# Input data:
----
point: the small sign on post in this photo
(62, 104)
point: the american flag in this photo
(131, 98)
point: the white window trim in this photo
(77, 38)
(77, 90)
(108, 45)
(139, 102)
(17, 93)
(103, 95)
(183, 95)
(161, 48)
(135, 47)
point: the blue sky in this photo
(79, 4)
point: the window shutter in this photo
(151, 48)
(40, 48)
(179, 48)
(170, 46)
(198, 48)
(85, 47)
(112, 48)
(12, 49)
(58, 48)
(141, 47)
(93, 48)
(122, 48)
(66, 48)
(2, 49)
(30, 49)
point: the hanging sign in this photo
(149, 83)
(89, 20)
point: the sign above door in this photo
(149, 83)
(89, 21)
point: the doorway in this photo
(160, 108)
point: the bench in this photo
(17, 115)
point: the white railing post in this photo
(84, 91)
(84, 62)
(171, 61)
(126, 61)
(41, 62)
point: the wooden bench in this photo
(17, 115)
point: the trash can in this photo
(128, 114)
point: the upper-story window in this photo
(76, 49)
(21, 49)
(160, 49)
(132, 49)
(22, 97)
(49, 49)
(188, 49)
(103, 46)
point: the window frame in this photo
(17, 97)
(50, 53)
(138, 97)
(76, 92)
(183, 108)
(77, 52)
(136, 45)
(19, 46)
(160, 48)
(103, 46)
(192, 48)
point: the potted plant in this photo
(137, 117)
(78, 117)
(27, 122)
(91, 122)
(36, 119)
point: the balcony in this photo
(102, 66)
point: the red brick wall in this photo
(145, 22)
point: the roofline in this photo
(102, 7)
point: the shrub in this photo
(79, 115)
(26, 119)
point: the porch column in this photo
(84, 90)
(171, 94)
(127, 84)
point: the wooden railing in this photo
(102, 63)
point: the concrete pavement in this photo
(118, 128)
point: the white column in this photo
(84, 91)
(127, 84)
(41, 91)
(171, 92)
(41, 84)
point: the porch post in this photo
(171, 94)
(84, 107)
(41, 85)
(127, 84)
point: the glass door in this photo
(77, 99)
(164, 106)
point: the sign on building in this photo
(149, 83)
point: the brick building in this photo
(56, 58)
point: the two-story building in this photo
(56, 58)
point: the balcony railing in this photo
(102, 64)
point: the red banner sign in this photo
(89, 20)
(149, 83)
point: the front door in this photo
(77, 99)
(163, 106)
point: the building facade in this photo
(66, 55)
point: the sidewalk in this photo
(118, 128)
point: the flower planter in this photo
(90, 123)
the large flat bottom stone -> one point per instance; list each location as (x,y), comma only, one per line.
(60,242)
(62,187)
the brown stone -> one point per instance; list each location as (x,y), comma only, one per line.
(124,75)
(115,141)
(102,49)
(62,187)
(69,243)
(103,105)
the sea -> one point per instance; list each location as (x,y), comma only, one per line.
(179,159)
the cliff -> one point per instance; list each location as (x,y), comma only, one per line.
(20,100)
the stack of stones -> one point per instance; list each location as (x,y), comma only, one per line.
----
# About this task:
Please retype all of the records above exactly as they are.

# Written response:
point: the small sign on post in this photo
(62, 104)
point: the american flag in this photo
(131, 98)
point: the white window trim in this photo
(77, 38)
(77, 90)
(108, 45)
(139, 102)
(17, 93)
(103, 95)
(183, 95)
(161, 48)
(135, 47)
point: the blue sky in this photo
(79, 4)
point: the window shutter in this photo
(151, 48)
(40, 48)
(179, 48)
(170, 46)
(198, 48)
(85, 47)
(112, 48)
(12, 49)
(58, 48)
(141, 47)
(93, 48)
(122, 48)
(66, 48)
(2, 49)
(30, 49)
point: the hanging sign in this photo
(149, 83)
(89, 20)
point: the sign above door in this photo
(149, 83)
(89, 21)
point: the doorway in this photo
(160, 108)
point: the bench in this photo
(17, 115)
point: the white railing post in this photo
(84, 91)
(84, 62)
(171, 61)
(126, 61)
(41, 62)
point: the wooden bench in this photo
(17, 115)
point: the trash can in this photo
(128, 114)
point: the upper-story window in this photo
(76, 49)
(21, 49)
(160, 49)
(132, 49)
(22, 97)
(49, 49)
(188, 49)
(103, 46)
point: the window frame in this photo
(17, 97)
(50, 53)
(138, 97)
(76, 92)
(183, 108)
(77, 52)
(136, 45)
(19, 46)
(160, 48)
(103, 46)
(192, 48)
point: the potted plant in this photo
(137, 117)
(78, 117)
(27, 122)
(91, 122)
(36, 119)
point: the balcony in this photo
(102, 66)
point: the red brick wall in this photo
(145, 22)
point: the roofline in this photo
(102, 7)
point: the shrub in this photo
(79, 115)
(26, 119)
point: the porch column in this photo
(84, 90)
(171, 94)
(127, 84)
point: the wooden railing in this photo
(102, 63)
point: the concrete pavement in this photo
(118, 128)
point: the white column in this photo
(84, 91)
(127, 84)
(41, 91)
(171, 92)
(41, 84)
point: the porch post in this photo
(171, 94)
(84, 107)
(41, 85)
(127, 84)
point: the glass door in this photo
(77, 99)
(164, 106)
point: the sign on building in this photo
(149, 83)
point: the brick building in this photo
(56, 58)
point: the two-story building in this photo
(56, 58)
point: the balcony railing in this photo
(102, 64)
point: the red banner sign in this photo
(89, 20)
(149, 83)
point: the front door in this photo
(77, 99)
(163, 106)
point: the building facade in this photo
(66, 55)
point: the sidewalk in this photo
(118, 128)
point: the flower planter in this photo
(90, 123)
the large flat bottom stone -> one point per instance; list each location as (x,y), comma only, one per line.
(60,242)
(62,187)
the brown stone -> one point per instance; list each location as (x,y), comma only, one per line.
(124,75)
(115,141)
(102,49)
(62,187)
(69,243)
(103,105)
the sea -> one point per instance; list each location as (x,y), comma only, one per line.
(179,159)
the cliff -> one point per instance; list each location as (x,y), comma only, one per line.
(20,100)
the stack of stones -> one point per instance; list each location as (x,y), comma only, one per line.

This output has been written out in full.